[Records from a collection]

════════════════════

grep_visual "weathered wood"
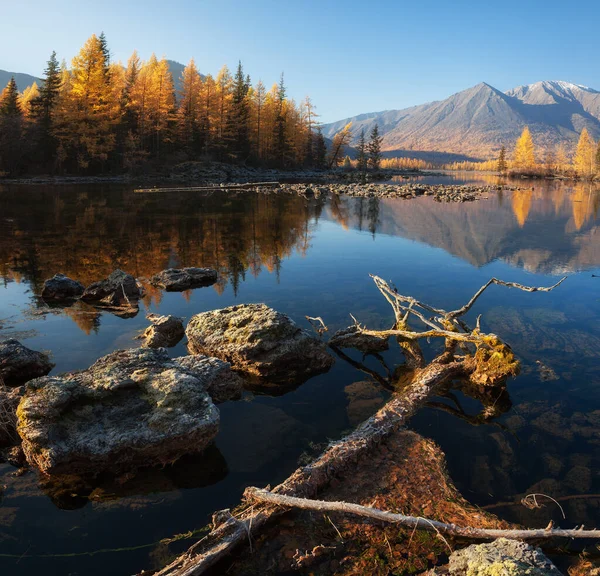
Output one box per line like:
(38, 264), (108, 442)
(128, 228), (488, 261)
(246, 488), (600, 540)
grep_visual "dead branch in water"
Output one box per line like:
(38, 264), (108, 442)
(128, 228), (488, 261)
(245, 488), (600, 540)
(134, 182), (279, 194)
(147, 274), (568, 576)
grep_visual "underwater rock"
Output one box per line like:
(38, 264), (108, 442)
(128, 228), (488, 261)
(137, 314), (185, 348)
(345, 381), (387, 426)
(186, 303), (334, 384)
(173, 354), (244, 403)
(0, 339), (54, 386)
(150, 267), (218, 291)
(17, 348), (220, 476)
(329, 325), (389, 353)
(447, 538), (560, 575)
(81, 269), (142, 309)
(41, 273), (85, 301)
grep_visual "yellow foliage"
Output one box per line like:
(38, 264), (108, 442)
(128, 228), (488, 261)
(573, 128), (597, 178)
(512, 126), (536, 170)
(511, 190), (532, 227)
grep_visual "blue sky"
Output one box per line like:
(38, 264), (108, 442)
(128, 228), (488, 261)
(2, 0), (599, 122)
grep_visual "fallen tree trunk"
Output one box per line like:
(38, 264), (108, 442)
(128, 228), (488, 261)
(246, 488), (600, 540)
(134, 182), (279, 194)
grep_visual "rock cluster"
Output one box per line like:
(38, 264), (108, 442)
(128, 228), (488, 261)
(186, 303), (334, 384)
(0, 339), (54, 386)
(41, 274), (85, 301)
(137, 314), (185, 348)
(150, 267), (218, 291)
(16, 348), (230, 476)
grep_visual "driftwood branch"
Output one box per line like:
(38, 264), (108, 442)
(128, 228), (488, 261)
(246, 488), (600, 540)
(134, 182), (280, 194)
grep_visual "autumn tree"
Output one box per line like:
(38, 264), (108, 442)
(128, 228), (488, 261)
(177, 58), (204, 155)
(0, 77), (25, 174)
(596, 141), (600, 175)
(328, 122), (352, 168)
(367, 124), (383, 170)
(497, 145), (507, 173)
(314, 126), (327, 169)
(573, 128), (596, 178)
(555, 143), (570, 174)
(512, 126), (536, 171)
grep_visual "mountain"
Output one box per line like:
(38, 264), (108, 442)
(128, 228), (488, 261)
(322, 81), (600, 160)
(0, 70), (42, 92)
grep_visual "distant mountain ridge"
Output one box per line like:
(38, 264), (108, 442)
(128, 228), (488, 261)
(322, 80), (600, 160)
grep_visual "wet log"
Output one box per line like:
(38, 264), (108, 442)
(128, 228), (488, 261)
(134, 182), (279, 194)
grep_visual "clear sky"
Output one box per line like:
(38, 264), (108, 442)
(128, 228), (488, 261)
(1, 0), (599, 123)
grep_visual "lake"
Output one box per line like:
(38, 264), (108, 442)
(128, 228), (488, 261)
(0, 174), (599, 575)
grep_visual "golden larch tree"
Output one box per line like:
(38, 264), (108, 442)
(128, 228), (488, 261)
(512, 126), (536, 171)
(573, 128), (596, 178)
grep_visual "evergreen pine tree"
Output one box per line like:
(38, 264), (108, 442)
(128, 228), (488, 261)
(227, 60), (250, 161)
(356, 128), (367, 174)
(273, 73), (288, 167)
(497, 145), (507, 173)
(0, 77), (25, 174)
(367, 124), (383, 170)
(314, 127), (327, 169)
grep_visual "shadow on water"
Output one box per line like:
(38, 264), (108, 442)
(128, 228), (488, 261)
(0, 174), (599, 574)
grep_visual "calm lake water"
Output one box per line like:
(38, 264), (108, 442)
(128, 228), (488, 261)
(0, 173), (599, 575)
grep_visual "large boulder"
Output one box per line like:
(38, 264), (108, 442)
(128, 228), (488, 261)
(174, 355), (244, 403)
(81, 269), (142, 309)
(0, 339), (54, 386)
(41, 273), (85, 301)
(151, 267), (218, 291)
(186, 304), (334, 384)
(444, 538), (560, 575)
(16, 348), (220, 476)
(137, 314), (185, 348)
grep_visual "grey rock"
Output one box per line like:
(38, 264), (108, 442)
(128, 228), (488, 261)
(0, 385), (24, 446)
(447, 538), (561, 575)
(81, 269), (142, 309)
(329, 325), (389, 353)
(138, 314), (185, 348)
(174, 355), (244, 403)
(186, 303), (334, 384)
(150, 267), (218, 291)
(0, 339), (54, 386)
(17, 348), (220, 476)
(41, 274), (85, 301)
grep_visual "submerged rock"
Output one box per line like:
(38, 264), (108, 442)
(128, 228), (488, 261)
(17, 348), (220, 476)
(329, 325), (389, 353)
(41, 273), (85, 301)
(446, 538), (560, 575)
(0, 339), (54, 386)
(174, 355), (244, 403)
(137, 314), (185, 348)
(186, 303), (334, 384)
(81, 269), (142, 309)
(151, 267), (218, 291)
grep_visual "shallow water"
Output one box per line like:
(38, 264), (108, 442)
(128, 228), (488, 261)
(0, 174), (599, 575)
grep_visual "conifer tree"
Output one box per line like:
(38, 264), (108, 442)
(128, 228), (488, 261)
(177, 58), (204, 154)
(302, 96), (317, 167)
(328, 122), (352, 168)
(252, 80), (266, 161)
(227, 60), (250, 160)
(497, 145), (507, 173)
(0, 77), (25, 174)
(367, 124), (383, 170)
(574, 128), (596, 178)
(356, 128), (367, 174)
(273, 73), (288, 167)
(314, 126), (327, 169)
(512, 127), (536, 171)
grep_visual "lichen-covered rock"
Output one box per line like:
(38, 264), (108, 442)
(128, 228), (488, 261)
(186, 303), (334, 384)
(329, 325), (389, 353)
(0, 385), (24, 446)
(81, 269), (142, 309)
(151, 267), (218, 291)
(41, 273), (85, 301)
(0, 339), (54, 386)
(137, 314), (185, 348)
(174, 355), (244, 403)
(447, 538), (560, 575)
(16, 348), (220, 476)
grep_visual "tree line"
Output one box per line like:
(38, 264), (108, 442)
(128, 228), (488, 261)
(0, 34), (330, 176)
(498, 127), (600, 179)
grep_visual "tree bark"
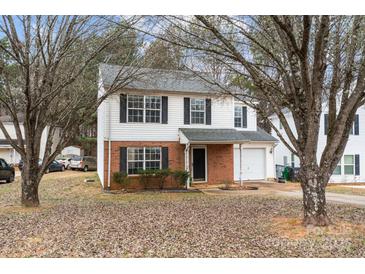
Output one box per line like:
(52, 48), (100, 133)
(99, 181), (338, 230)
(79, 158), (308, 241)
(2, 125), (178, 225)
(21, 165), (41, 207)
(300, 171), (331, 226)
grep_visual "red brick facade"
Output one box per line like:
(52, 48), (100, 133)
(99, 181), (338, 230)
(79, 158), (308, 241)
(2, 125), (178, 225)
(103, 141), (234, 190)
(207, 144), (234, 184)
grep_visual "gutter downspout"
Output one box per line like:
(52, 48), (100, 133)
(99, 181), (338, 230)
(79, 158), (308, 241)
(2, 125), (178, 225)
(107, 99), (112, 191)
(239, 143), (243, 187)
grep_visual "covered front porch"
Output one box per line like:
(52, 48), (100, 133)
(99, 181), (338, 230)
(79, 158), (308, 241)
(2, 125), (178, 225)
(179, 128), (277, 187)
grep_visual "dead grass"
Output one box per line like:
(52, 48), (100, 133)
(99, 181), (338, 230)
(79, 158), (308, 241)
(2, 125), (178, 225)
(2, 172), (365, 257)
(326, 185), (365, 196)
(271, 217), (365, 240)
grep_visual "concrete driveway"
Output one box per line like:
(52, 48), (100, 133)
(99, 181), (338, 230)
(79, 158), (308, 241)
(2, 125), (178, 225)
(200, 182), (365, 207)
(276, 190), (365, 207)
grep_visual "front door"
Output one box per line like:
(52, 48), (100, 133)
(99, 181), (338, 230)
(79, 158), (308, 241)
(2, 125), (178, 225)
(192, 148), (206, 182)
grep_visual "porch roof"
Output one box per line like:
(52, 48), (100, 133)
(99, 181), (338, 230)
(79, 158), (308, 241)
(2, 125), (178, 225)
(178, 128), (277, 144)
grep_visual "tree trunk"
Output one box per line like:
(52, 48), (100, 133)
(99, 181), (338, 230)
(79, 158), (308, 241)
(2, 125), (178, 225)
(300, 172), (331, 226)
(21, 165), (41, 207)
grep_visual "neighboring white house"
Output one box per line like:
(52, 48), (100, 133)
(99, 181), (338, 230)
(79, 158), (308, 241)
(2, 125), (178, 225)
(0, 117), (61, 164)
(61, 146), (83, 156)
(271, 104), (364, 183)
(97, 64), (277, 190)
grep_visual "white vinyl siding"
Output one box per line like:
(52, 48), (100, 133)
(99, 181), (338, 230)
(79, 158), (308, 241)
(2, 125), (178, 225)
(272, 104), (365, 183)
(104, 93), (258, 141)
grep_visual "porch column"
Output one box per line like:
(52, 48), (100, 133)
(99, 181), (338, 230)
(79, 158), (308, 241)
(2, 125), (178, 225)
(239, 143), (243, 187)
(184, 143), (191, 189)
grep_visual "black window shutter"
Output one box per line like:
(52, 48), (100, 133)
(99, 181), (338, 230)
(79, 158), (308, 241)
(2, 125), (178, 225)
(355, 154), (360, 175)
(324, 114), (328, 135)
(162, 147), (169, 169)
(120, 147), (127, 173)
(242, 106), (247, 128)
(355, 114), (359, 135)
(184, 97), (190, 124)
(206, 98), (212, 125)
(120, 94), (127, 123)
(162, 96), (168, 124)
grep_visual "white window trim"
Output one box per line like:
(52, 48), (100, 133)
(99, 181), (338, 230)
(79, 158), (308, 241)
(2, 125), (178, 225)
(127, 147), (162, 175)
(190, 98), (206, 125)
(127, 95), (162, 124)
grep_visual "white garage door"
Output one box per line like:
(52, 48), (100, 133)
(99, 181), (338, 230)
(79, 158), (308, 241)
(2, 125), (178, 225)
(234, 148), (266, 180)
(0, 148), (12, 163)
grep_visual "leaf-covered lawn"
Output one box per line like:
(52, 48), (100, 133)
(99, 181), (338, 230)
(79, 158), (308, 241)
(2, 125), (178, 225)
(1, 171), (365, 257)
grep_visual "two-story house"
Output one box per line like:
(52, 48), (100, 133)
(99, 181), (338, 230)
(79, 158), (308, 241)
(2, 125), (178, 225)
(97, 64), (277, 190)
(271, 104), (363, 183)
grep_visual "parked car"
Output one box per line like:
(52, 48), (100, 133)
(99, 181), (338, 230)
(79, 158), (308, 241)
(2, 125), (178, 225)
(0, 158), (15, 183)
(70, 156), (97, 172)
(56, 154), (76, 170)
(18, 159), (64, 173)
(45, 160), (65, 173)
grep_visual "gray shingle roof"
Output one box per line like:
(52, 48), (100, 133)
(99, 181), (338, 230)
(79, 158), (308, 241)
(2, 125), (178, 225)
(99, 63), (220, 93)
(179, 128), (277, 143)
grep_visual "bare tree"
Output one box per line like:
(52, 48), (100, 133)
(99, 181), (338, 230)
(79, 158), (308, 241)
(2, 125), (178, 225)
(0, 15), (146, 207)
(141, 15), (365, 226)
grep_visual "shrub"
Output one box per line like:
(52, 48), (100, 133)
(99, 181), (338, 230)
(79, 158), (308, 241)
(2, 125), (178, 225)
(137, 169), (157, 189)
(112, 172), (130, 188)
(172, 170), (190, 187)
(155, 168), (171, 189)
(137, 169), (172, 189)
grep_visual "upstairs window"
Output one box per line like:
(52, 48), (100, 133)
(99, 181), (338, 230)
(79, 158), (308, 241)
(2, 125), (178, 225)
(127, 95), (144, 122)
(191, 98), (205, 124)
(145, 96), (161, 123)
(127, 95), (161, 123)
(234, 105), (247, 128)
(234, 106), (242, 127)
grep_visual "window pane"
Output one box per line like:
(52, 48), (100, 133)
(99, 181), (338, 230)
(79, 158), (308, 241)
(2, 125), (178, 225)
(145, 161), (160, 170)
(333, 165), (341, 175)
(128, 148), (144, 161)
(344, 165), (354, 175)
(145, 96), (161, 123)
(128, 95), (144, 108)
(145, 110), (160, 123)
(145, 147), (161, 160)
(191, 111), (205, 124)
(145, 96), (161, 109)
(344, 155), (354, 165)
(191, 99), (205, 111)
(128, 109), (143, 122)
(128, 161), (143, 174)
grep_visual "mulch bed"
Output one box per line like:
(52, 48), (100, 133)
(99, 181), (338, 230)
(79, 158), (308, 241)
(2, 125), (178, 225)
(218, 185), (259, 191)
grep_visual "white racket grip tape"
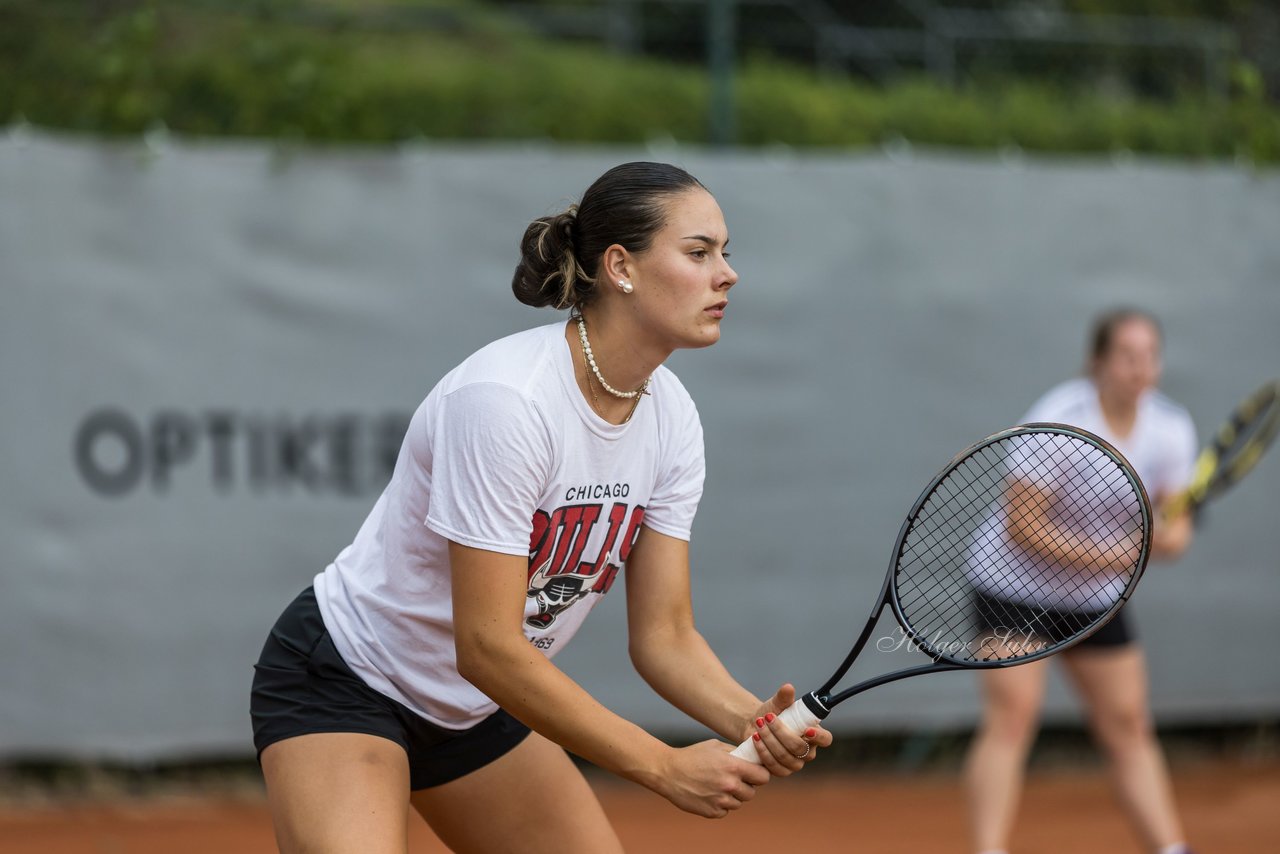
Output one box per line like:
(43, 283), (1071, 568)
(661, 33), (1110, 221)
(729, 699), (823, 763)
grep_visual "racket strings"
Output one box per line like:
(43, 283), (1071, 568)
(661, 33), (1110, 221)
(926, 435), (1136, 606)
(894, 431), (1146, 664)
(1001, 448), (1134, 579)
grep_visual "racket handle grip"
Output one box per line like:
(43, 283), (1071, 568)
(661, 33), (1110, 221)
(729, 696), (824, 763)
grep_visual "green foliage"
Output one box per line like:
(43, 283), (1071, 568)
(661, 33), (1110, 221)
(1, 0), (1276, 164)
(1064, 0), (1251, 19)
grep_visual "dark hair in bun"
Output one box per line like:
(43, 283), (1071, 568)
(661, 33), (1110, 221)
(512, 162), (706, 309)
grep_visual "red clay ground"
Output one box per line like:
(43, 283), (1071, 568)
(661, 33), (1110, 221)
(1, 757), (1277, 853)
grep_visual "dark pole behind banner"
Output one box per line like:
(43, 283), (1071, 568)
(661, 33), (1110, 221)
(708, 0), (736, 147)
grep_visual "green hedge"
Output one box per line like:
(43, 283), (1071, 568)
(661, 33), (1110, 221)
(1, 1), (1276, 163)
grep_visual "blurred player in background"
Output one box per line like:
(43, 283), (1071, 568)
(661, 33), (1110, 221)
(964, 308), (1198, 854)
(250, 162), (831, 854)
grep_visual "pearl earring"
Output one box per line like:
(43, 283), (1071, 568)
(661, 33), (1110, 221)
(618, 280), (634, 294)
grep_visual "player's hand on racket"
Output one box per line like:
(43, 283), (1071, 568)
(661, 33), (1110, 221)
(654, 739), (771, 818)
(1151, 497), (1193, 558)
(741, 683), (832, 775)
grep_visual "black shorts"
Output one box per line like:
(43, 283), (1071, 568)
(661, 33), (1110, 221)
(250, 586), (531, 790)
(973, 590), (1135, 650)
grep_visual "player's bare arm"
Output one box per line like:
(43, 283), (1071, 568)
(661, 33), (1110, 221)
(1004, 477), (1144, 575)
(623, 526), (830, 772)
(449, 540), (770, 818)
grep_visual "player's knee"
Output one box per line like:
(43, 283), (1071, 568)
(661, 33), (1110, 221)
(986, 689), (1043, 741)
(1095, 703), (1153, 750)
(983, 711), (1038, 748)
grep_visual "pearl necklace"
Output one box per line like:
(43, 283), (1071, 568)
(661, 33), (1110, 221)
(584, 361), (644, 424)
(576, 315), (650, 400)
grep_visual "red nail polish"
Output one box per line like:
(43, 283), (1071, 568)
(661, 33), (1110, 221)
(765, 713), (775, 723)
(804, 728), (816, 738)
(753, 733), (761, 742)
(755, 717), (764, 728)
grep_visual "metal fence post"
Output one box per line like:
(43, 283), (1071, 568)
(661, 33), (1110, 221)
(708, 0), (736, 147)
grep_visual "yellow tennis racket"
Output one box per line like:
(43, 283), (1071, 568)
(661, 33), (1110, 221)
(1166, 380), (1280, 519)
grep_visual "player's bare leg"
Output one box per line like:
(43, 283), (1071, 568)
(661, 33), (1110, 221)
(1063, 645), (1186, 852)
(964, 658), (1051, 853)
(411, 731), (625, 854)
(261, 732), (412, 854)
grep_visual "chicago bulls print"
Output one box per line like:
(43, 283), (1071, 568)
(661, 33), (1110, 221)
(525, 499), (645, 630)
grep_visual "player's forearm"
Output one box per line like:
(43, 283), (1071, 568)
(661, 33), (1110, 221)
(1010, 522), (1089, 567)
(1006, 513), (1136, 575)
(456, 634), (673, 789)
(1004, 480), (1138, 575)
(630, 625), (760, 741)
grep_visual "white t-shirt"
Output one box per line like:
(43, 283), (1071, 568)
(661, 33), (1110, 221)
(313, 322), (705, 729)
(968, 377), (1197, 610)
(1021, 378), (1198, 499)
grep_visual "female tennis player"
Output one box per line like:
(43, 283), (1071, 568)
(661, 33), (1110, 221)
(250, 162), (832, 854)
(963, 308), (1198, 854)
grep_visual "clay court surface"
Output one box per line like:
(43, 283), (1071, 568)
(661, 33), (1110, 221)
(2, 755), (1277, 853)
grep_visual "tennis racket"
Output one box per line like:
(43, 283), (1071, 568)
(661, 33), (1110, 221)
(1164, 379), (1280, 520)
(732, 423), (1152, 761)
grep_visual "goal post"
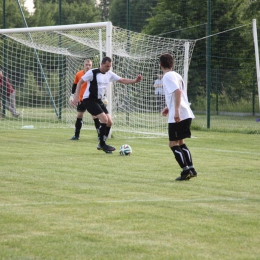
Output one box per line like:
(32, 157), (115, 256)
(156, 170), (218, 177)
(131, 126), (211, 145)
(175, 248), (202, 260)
(0, 22), (196, 137)
(252, 19), (260, 112)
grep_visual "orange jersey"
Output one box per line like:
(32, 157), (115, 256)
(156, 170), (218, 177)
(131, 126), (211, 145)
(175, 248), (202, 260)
(74, 70), (87, 101)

════════════════════

_BRIEF_
Please go through the data and copy each line containing the word "pearl".

_RESPONSE AREA_
grep_visual "pearl earring"
grep_visual "pearl necklace"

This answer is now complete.